§ What is asked:
(a) Reproduce the inheritance tax passage from "A close reading" up to and including "would be taken.".
(b) List every distinct designation the inheritance tax passage uses for an act of the legislature, in order of first appearance.
(c) Translate this sentence from the inheritance tax passage into Spanish: "However, I see no clear legislative intent that a change of this nature was contemplated when the legislature enacted the Act of 1961."

There is no doubt that the history of § 302 (the charities exemption) has contributed to the confusion. Historically, transfers to charities in Pennsylvania were not exempt from the payment of transfer inheritance tax, and assets transferred to charities were included in the gross estate. The exemption to charities from payment of transfer inheritance taxes was extended to the charities by the Act of May 28, 1956, P. L. (1955) 1757, which amended the Act of 1919.
The practice under the Act of 1919, the Act of 1956 and the Act of 1961, has been uniform. After the allowable debts and expenses and other deductions have been deducted from all of decedent's assets in the gross estate, both the noncharitable and the charitable transfers are made from the resulting net distributive estate. Prior to the Act of 1957, the inheritance tax was
[ 425 Pa. Page 333]
collected from both the charitable and noncharitable transfers. After the Act of 1957, no tax was collected on the charitable transfer but only on the noncharitable transfers. The Act of 1961 effected no change in this procedure, and the practice continued of including in the gross estate property of the decedent which was to be distributed to charitable transferees and to noncharitable transferees.
A close reading of the Act of 1961 causes the instant confusion, since the Act makes no clear distinction between exemptions afforded to gross estate assets and to assets that are not included in the gross estate. Hence, appellants contend with some force that the value of the property to be transferred to a charity should not be included in the gross estate. However, I see no clear legislative intent that a change of this nature was contemplated when the legislature enacted the Act of 1961. I do see in the legislative history of this section a clear expression of intent by the legislature, evidenced by its almost verbatim adoption of the Act of 1957, to continue the inclusion of charitable as well as noncharitable transfers in the value of the gross estate, from which value the deductions provided for in Article VI would be taken.

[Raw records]
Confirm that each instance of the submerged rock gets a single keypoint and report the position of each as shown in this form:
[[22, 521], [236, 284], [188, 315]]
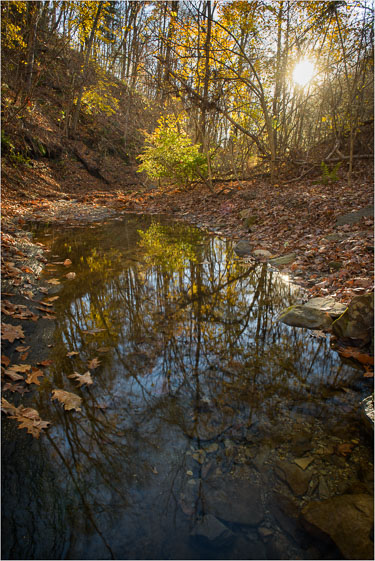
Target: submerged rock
[[347, 520], [297, 479], [283, 260], [358, 320], [326, 304], [233, 500], [212, 530], [304, 316]]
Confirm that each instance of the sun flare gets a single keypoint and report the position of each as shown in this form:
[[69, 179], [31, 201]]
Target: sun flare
[[303, 72]]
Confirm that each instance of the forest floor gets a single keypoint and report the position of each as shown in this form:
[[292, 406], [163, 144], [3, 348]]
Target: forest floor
[[333, 255]]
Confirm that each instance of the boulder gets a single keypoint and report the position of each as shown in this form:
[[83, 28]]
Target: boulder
[[355, 217], [283, 260], [347, 520], [233, 500], [327, 304], [262, 253], [211, 530], [367, 413], [304, 316], [297, 479], [358, 320], [243, 248]]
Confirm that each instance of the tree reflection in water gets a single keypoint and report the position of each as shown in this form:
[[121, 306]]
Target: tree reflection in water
[[191, 353]]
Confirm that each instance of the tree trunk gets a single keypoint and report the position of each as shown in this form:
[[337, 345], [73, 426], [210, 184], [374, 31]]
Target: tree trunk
[[85, 66]]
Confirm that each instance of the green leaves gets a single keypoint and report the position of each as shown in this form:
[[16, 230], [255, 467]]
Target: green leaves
[[170, 153]]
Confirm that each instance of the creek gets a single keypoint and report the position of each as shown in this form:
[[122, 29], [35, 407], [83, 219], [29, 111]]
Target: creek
[[200, 404]]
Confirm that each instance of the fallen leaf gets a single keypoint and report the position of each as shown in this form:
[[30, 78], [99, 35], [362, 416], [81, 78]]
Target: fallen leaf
[[82, 378], [69, 400], [5, 360], [47, 362], [32, 378], [11, 332], [94, 363]]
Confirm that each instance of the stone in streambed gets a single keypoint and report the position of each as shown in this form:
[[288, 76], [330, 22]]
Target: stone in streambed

§ Task answers:
(a)
A close reading of the Act of 1961 causes the instant confusion, since the Act makes no clear distinction between exemptions afforded to gross estate assets and to assets that are not included in the gross estate. Hence, appellants contend with some force that the value of the property to be transferred to a charity should not be included in the gross estate. However, I see no clear legislative intent that a change of this nature was contemplated when the legislature enacted the Act of 1961. I do see in the legislative history of this section a clear expression of intent by the legislature, evidenced by its almost verbatim adoption of the Act of 1957, to continue the inclusion of charitable as well as noncharitable transfers in the value of the gross estate, from which value the deductions provided for in Article VI would be taken.

(b)
- Act of May 28, 1956, P. L. (1955) 1757
- Act of 1919
- Act of 1956
- Act of 1961
- Act of 1957

(c) Sin embargo, no veo ninguna intención legislativa clara de que se contemplara un cambio de esta naturaleza cuando la legislatura promulgó la Ley de 1961.